▶ **Extrait choisi**:
************
Selon une étude réalisée par le Dr. Rachel Sarig, anthropologue et chercheuse au Département d’orthodontie de l’Université de Tel-Aviv sur 13 dents humaines datant de 200 à 400 000 ans trouvées sur le chantier de fouilles de la grotte de Qesem, à proximité de Rosh HaAyin (25 km à l’est de Tel-Aviv), les premiers humains mangeaient à l’aide de couverts primitifs en silex avec lesquels ils découpaient leur viande.

L’étude, qui vient d’être publiée dans la revue Quaternary International, révèle en outre qu’ils possédaient des mâchoires énormes et beaucoup plus puissantes que celles de l’homme moderne.

D’après les marques de dents repérées sur les ustensiles alimentaires retrouvés sur le terrain, les chercheurs ont pu reconstituer la manière dont les premiers hommes consommaient leur nourriture : ils tenaient la viande entre leurs dents, en la tirant d’une main, et en coupaient des morceaux de la taille d’une bouchée à l’aide d’une petite lame de silex très tranchante qu’ils tenaient dans l’autre.
************
Entrées enregistrées

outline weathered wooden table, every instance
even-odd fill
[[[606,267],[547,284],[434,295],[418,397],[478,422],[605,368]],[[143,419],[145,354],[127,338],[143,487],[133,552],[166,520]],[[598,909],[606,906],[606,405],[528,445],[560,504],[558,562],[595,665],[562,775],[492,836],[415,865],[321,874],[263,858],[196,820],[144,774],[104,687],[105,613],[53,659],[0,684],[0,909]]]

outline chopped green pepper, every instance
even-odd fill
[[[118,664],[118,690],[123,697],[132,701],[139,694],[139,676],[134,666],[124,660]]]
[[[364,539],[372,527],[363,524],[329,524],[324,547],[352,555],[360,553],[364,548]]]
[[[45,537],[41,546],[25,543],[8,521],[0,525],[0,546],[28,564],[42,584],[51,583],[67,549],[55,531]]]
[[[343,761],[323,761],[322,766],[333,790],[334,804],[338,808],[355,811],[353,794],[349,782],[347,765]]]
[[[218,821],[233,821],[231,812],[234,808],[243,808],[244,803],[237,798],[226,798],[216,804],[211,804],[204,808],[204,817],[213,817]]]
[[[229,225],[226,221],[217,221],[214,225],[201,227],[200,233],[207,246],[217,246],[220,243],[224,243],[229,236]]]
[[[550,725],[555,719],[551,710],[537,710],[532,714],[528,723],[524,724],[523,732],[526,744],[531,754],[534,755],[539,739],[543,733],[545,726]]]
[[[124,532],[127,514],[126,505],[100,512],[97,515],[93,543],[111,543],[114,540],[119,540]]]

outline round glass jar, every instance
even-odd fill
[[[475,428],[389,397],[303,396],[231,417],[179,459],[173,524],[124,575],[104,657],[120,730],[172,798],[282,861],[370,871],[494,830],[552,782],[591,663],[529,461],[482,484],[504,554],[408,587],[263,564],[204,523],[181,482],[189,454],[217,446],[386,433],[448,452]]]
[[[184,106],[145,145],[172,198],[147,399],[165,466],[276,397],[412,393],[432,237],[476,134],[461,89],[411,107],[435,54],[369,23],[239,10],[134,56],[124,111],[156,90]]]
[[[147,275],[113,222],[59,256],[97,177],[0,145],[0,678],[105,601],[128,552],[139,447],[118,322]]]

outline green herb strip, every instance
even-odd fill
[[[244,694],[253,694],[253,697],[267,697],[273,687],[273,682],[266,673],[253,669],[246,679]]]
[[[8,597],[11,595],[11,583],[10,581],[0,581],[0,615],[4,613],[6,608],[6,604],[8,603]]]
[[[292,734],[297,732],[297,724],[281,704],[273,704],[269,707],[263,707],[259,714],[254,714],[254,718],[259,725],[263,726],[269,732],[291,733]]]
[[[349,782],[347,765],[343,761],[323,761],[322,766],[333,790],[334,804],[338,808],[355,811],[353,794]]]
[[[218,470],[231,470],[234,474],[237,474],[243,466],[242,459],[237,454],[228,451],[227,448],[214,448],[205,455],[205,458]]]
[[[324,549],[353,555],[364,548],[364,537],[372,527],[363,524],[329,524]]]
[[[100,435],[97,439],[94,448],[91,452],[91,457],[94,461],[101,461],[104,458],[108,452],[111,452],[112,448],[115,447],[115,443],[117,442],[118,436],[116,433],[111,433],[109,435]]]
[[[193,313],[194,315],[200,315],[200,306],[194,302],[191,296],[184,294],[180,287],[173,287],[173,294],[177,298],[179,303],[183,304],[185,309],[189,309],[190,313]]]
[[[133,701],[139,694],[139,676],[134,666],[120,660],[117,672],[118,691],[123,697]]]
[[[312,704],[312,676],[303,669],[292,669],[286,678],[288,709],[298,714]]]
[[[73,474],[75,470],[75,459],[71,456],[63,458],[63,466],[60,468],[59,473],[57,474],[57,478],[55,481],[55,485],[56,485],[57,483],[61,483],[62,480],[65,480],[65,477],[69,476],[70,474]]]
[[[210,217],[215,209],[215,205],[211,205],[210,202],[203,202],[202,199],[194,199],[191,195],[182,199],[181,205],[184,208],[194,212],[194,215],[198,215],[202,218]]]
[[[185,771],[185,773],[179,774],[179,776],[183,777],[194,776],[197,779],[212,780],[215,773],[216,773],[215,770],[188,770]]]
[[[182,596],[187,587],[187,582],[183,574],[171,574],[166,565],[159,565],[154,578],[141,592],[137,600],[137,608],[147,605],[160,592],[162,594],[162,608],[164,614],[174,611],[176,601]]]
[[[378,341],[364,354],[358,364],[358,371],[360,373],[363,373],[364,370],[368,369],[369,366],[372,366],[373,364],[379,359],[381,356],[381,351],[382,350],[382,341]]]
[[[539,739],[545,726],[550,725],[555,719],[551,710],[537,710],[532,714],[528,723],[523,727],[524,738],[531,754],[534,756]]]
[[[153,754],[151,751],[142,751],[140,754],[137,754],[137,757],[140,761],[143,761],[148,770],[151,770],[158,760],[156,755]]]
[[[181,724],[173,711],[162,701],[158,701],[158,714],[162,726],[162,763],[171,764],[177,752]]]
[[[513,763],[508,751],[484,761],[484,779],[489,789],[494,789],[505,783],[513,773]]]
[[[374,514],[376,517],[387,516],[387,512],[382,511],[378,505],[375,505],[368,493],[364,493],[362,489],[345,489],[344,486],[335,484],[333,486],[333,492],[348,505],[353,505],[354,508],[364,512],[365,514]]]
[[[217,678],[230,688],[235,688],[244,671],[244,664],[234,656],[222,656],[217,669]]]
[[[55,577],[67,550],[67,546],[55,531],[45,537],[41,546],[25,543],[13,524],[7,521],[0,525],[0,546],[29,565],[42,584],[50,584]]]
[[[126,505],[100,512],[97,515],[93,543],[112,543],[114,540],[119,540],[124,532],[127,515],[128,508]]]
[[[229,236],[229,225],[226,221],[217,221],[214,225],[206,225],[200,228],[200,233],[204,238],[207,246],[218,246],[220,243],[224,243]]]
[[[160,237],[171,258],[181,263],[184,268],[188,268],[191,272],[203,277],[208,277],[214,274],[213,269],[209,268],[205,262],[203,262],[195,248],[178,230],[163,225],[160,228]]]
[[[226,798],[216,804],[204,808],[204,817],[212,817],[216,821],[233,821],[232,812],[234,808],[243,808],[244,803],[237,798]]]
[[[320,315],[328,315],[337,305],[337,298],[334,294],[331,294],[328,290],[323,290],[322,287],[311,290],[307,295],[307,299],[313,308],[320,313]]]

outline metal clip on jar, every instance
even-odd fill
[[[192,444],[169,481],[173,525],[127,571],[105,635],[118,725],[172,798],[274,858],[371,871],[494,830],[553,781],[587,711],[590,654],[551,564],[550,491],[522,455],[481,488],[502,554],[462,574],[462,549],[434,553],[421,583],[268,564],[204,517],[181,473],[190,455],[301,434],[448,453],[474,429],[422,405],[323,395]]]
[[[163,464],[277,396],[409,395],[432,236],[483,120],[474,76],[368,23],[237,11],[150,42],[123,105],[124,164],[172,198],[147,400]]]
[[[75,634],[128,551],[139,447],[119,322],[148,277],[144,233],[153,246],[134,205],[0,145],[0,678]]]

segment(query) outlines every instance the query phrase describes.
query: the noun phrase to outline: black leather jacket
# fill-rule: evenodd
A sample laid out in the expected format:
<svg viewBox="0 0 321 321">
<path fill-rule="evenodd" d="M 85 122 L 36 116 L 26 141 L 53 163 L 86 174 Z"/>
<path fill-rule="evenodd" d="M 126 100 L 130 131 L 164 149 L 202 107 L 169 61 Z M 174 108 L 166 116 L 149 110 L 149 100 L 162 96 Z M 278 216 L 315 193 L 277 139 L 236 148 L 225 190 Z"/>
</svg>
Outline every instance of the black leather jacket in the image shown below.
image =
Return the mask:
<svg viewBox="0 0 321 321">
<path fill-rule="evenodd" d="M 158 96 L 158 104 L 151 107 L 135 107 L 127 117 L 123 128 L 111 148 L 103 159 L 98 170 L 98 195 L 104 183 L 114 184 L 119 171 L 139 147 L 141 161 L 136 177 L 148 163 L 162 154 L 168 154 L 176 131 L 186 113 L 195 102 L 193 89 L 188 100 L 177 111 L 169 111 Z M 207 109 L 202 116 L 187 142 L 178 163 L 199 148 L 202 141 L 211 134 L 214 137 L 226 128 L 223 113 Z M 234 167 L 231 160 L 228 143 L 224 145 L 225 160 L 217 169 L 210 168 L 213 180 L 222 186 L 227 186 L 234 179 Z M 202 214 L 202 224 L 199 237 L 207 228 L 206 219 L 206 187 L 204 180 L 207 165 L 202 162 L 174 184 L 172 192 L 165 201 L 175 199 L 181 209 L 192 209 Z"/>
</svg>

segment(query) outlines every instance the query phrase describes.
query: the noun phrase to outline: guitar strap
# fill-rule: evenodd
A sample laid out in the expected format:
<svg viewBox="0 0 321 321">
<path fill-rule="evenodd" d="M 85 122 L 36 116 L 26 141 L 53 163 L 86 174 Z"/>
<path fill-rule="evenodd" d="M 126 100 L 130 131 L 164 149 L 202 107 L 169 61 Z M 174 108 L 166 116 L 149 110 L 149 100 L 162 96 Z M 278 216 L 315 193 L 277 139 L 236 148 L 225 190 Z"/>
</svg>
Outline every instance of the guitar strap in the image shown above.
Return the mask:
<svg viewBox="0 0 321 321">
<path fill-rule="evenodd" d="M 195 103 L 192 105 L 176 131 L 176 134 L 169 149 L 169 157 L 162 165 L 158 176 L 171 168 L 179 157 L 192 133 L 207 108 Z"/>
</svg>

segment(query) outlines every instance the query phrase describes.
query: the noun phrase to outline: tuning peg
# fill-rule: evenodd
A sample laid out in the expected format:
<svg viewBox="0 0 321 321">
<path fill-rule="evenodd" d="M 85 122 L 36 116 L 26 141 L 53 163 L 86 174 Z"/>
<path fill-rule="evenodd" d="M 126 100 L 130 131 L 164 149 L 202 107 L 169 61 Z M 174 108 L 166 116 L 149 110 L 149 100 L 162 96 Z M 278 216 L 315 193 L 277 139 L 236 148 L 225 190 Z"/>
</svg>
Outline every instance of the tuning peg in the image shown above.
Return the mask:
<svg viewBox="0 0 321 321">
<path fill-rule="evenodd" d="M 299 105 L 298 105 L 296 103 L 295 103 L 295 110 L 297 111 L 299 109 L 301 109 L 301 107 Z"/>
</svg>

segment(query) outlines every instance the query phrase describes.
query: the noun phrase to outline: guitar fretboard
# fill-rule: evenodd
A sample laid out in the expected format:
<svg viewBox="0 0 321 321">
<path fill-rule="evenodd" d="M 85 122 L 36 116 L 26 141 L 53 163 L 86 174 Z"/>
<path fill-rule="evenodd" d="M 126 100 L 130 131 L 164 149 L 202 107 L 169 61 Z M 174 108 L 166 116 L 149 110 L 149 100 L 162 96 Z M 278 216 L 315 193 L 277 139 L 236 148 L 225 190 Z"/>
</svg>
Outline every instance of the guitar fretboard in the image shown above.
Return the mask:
************
▶ **Exercices à réaliser**:
a – Extrayez mot pour mot du texte sur la grotte de Qesem le passage qui s'ouvre sur les mots « Selon une étude » et se clôt sur « découpaient leur viande. ».
b – D'après le texte sur la grotte de Qesem, expliquez en une à trois phrases sur quoi les chercheurs se sont fondés pour reconstituer la manière dont les premiers hommes consommaient leur nourriture.
c – Indiquez si chacune des affirmations suivantes s'accorde avec le texte sur la grotte de Qesem en répondant par oui ou par non, puis citez exactement les mots du texte qui tranchent. (i) La grotte où les dents ont été trouvées se situe à environ 25 km à l'est de Tel-Aviv. (ii) Les premiers humains avaient des mâchoires moins puissantes que celles de l'homme moderne. (iii) L'étude a paru dans la revue Quaternary International.

▶ **Corrigé des exercices**:
a –
Selon une étude réalisée par le Dr. Rachel Sarig, anthropologue et chercheuse au Département d’orthodontie de l’Université de Tel-Aviv sur 13 dents humaines datant de 200 à 400 000 ans trouvées sur le chantier de fouilles de la grotte de Qesem, à proximité de Rosh HaAyin (25 km à l’est de Tel-Aviv), les premiers humains mangeaient à l’aide de couverts primitifs en silex avec lesquels ils découpaient leur viande.

b – Les chercheurs se sont fondés sur les marques de dents repérées sur les ustensiles alimentaires retrouvés sur le terrain. Ces traces leur ont permis d'établir que les premiers hommes tenaient la viande entre leurs dents et la tiraient d'une main. De l'autre main, ils en coupaient des morceaux de la taille d'une bouchée avec une petite lame de silex très tranchante.

c –
(i) Oui : « à proximité de Rosh HaAyin (25 km à l’est de Tel-Aviv) ».
(ii) Non : « des mâchoires énormes et beaucoup plus puissantes que celles de l’homme moderne ».
(iii) Oui : « vient d’être publiée dans la revue Quaternary International ».